## START The data

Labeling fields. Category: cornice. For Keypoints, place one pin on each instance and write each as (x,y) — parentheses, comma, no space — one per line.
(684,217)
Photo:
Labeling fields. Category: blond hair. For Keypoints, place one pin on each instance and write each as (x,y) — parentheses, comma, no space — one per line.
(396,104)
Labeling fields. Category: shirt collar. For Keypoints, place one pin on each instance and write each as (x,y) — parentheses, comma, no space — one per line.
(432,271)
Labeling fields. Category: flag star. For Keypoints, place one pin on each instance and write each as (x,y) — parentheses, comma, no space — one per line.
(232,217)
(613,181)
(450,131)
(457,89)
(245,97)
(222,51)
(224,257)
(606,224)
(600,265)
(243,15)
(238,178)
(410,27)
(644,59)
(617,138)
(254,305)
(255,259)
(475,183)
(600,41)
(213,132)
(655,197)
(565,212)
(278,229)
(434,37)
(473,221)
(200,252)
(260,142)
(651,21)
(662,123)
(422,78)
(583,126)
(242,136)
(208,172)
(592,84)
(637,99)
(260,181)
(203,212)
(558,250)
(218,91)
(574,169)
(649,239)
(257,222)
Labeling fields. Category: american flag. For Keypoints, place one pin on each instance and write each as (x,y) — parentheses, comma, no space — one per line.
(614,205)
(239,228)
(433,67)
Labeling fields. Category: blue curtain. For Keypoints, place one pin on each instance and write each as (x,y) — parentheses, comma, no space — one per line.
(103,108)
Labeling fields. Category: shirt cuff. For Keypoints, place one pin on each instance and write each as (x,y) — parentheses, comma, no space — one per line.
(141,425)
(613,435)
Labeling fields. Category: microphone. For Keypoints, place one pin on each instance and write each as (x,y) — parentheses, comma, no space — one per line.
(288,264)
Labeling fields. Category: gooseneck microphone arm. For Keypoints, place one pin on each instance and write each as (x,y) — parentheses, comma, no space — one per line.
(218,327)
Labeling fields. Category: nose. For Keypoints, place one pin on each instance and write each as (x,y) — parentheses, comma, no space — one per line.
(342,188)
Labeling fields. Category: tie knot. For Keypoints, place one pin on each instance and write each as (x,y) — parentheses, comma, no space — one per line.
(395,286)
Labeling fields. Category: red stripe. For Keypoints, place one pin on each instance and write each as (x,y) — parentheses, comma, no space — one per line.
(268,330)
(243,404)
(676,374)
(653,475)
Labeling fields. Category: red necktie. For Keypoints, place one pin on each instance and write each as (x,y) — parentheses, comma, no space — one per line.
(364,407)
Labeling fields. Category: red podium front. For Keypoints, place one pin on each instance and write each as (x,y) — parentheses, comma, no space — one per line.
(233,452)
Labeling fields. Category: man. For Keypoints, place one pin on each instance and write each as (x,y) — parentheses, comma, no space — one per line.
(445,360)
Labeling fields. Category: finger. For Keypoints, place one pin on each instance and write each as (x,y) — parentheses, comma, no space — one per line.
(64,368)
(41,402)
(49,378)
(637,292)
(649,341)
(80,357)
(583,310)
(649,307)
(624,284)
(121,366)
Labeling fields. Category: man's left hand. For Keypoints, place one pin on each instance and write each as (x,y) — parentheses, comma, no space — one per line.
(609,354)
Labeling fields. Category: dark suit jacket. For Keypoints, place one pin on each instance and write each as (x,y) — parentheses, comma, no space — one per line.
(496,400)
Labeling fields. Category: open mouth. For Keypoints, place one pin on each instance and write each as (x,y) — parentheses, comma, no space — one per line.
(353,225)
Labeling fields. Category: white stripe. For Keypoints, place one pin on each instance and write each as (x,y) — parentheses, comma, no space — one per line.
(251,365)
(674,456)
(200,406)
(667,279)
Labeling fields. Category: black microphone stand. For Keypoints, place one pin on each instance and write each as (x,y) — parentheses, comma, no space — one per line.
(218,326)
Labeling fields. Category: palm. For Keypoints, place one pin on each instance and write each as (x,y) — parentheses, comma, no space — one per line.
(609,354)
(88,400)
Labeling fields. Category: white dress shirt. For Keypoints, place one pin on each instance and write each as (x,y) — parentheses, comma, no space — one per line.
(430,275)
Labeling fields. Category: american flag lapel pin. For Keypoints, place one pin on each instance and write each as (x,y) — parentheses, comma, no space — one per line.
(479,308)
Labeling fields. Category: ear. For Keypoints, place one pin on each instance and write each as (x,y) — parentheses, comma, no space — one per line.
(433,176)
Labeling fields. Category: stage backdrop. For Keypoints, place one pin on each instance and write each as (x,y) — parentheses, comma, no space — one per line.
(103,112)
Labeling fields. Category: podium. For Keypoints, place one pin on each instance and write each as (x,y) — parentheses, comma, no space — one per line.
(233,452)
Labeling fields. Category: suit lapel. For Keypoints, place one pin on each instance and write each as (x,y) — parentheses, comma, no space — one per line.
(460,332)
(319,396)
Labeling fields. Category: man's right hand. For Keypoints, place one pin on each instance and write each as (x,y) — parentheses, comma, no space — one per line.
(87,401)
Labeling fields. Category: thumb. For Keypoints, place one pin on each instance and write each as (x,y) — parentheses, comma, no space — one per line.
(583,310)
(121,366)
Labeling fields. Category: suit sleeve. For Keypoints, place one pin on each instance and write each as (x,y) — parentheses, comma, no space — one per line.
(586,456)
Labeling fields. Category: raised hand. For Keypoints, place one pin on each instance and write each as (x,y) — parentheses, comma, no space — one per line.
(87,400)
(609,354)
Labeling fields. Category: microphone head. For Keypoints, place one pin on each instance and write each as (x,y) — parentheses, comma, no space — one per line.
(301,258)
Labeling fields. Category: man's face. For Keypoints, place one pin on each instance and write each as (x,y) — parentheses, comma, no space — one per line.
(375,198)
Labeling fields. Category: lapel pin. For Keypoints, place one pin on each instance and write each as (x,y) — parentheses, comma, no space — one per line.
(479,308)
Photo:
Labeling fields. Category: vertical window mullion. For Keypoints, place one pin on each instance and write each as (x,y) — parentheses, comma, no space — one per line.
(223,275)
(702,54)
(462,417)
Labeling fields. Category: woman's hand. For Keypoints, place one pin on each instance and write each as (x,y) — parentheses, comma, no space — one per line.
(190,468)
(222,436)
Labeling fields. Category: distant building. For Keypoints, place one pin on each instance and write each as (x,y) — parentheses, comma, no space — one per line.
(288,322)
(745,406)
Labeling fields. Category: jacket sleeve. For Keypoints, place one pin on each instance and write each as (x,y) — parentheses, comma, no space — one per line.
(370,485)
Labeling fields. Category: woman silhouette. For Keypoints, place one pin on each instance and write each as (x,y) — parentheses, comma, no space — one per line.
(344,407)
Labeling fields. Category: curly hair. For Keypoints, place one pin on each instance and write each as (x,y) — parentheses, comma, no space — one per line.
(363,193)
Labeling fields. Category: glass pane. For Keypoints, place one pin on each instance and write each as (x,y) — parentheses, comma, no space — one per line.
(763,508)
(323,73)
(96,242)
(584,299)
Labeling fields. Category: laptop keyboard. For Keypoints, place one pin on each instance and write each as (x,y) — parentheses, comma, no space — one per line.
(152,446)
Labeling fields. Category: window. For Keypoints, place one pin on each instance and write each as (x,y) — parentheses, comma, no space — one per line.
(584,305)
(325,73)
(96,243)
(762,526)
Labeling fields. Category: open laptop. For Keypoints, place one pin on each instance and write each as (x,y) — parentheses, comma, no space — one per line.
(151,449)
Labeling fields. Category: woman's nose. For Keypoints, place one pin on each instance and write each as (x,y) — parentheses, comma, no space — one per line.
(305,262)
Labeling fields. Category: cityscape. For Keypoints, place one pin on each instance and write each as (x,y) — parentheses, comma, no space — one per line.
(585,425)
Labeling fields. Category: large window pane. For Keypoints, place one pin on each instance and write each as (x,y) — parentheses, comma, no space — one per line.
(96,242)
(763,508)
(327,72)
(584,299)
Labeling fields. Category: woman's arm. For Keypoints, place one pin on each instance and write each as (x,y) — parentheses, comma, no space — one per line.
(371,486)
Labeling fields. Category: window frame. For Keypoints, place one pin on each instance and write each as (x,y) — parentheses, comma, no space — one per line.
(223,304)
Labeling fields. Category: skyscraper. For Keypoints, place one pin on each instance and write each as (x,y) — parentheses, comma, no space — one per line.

## END The data

#### What the task requires
Please rewrite everything from the line containing "Labeling fields. Category: window frame." down to the end of the entries, renaming "skyscraper" to "high-rise building" and leaving all else unchanged.

#### Exercise response
Labeling fields. Category: window frame. For Keypoints, place one pin on each instance and write each as (x,y) — parentheses, comma, no space — one per line.
(223,304)
Labeling fields. Category: high-rise building. For Keypoints, place one pin on each instance and write each as (x,y) — parentheses, comma, no space — one per line.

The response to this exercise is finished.